* Reading text:
Overflowing char array overwrites the exact same string every time - why? - c++

I have the following code that shows the dangers of using char arrays over strings:
int main(){
char password[] = "SECRET";
char msg[10], ch;
int i = 0;
cout << "Please enter your name:";
while((ch = getchar()) != '\n'){
msg[i++] = ch;
}
msg[i] = '\0';
cout << "\n\nHello " << msg << endl;
cout << "The password is " << password;
}
When I enter a name (stored in char msg[10]) that is longer than 16 characters, everything after those 16 characters replaces the value stored in char password[] ("SECRET").
Why is this the case? (a general curiosity)
Why 16 characters and not 10 - the size of the array?
Why is it always password that gets overwritten and not some other variable or some other part of the memory where I wouldn't notice immediately?
What's the benefit of using char[] over strings then?
EDIT: Updated with follow up questions:
5. In response to the argument that password and msg are declared next to each other, I shuffled the declaration block as follows:
char password[] = "SECRET";
char ch;
int i = 0;
char msg[10];
However, no change.

* What this exercise asks:
1) Gather every line of the listing that contains the word "necktie", treating uppercase and lowercase as different.
2) Pick up the post about the overflowing char array after its last sentence and keep writing it.
The post about the overflowing char array and the listing have nothing to do with each other.

* Dataset excerpts:
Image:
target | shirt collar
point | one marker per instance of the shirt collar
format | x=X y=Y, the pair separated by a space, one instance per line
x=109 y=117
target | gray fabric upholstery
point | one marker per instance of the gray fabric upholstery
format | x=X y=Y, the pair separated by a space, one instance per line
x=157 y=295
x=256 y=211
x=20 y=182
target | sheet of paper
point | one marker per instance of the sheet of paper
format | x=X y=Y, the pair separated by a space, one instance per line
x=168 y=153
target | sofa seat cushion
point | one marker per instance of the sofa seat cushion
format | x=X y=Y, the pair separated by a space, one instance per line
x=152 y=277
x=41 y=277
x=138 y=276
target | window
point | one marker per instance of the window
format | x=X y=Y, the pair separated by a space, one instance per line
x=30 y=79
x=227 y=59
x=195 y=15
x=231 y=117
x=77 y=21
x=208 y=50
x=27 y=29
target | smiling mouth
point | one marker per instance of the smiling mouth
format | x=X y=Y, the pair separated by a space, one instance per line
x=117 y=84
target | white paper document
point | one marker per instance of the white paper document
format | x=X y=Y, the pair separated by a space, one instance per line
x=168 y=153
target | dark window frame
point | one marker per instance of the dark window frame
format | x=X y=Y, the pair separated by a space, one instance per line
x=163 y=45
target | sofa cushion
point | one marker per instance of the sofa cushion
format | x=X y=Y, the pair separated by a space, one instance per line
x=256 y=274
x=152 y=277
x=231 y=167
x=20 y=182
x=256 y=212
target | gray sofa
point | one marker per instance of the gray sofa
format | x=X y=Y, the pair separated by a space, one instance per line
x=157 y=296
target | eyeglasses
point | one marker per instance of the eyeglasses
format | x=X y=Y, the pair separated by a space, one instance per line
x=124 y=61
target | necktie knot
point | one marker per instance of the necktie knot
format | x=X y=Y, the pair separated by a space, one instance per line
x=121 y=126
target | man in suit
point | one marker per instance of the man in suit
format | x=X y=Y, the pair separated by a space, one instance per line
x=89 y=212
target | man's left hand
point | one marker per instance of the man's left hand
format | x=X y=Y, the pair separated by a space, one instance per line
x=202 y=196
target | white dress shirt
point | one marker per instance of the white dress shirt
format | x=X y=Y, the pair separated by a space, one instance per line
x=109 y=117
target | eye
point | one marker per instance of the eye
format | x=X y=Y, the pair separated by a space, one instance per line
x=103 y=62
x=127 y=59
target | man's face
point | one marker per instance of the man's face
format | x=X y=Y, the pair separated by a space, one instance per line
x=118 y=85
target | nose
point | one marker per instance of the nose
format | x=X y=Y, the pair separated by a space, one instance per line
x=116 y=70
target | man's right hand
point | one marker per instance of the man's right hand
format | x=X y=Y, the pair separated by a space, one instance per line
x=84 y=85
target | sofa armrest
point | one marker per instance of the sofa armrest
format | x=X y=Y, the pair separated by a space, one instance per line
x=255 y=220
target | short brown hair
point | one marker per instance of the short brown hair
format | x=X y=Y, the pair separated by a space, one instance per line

* Outputs in order:
1)
target | necktie knot
point | one marker per instance of the necktie knot

2)
6. In response to the argument that it was chance that caused the gap between msg and password to be 6 (bytes?) long, I have recompiled the code many times, including the reshuffling above. Still, no change.
Any suggestions as to why?

The answer for your first three questions is the same: because that's how your compiler chose to lay out these variables on the stack. Nothing in the standard guarantees that - in fact, what you're doing is undefined behavior - anything could happen.
Change compilers, or even compiler settings, and other things might happen. Or not. There's no telling.
As for 4, except for interoperability with C code, or other APIs that require C-style strings, essentially none.

1 . In your case, memory is stored like that:
msg | |i |password
| | | | | | | | | | |1|2|3|4|5|6|S|E|C|R|E|T|\0
Then you write on msg progressively:
msg | |password
|A|Z|E|R|T|Y|U|I|O|P|1|2|3|4|5|6|S|E|C|R|E|T|\0
But if you continue:
msg | |password
|A|Z|E|R|T|Y|U|I|O|P|1|2|3|4|5|6|Q|W|E|R|T|Y|
Because char array doesn t check for length. (Search for overflow).
2 .You write on memory, you erase everything in between, maybe i or something that doesn t belong to your program.
3 .So it take 6 char before you overwrite password. It could have been 0char as well as millions.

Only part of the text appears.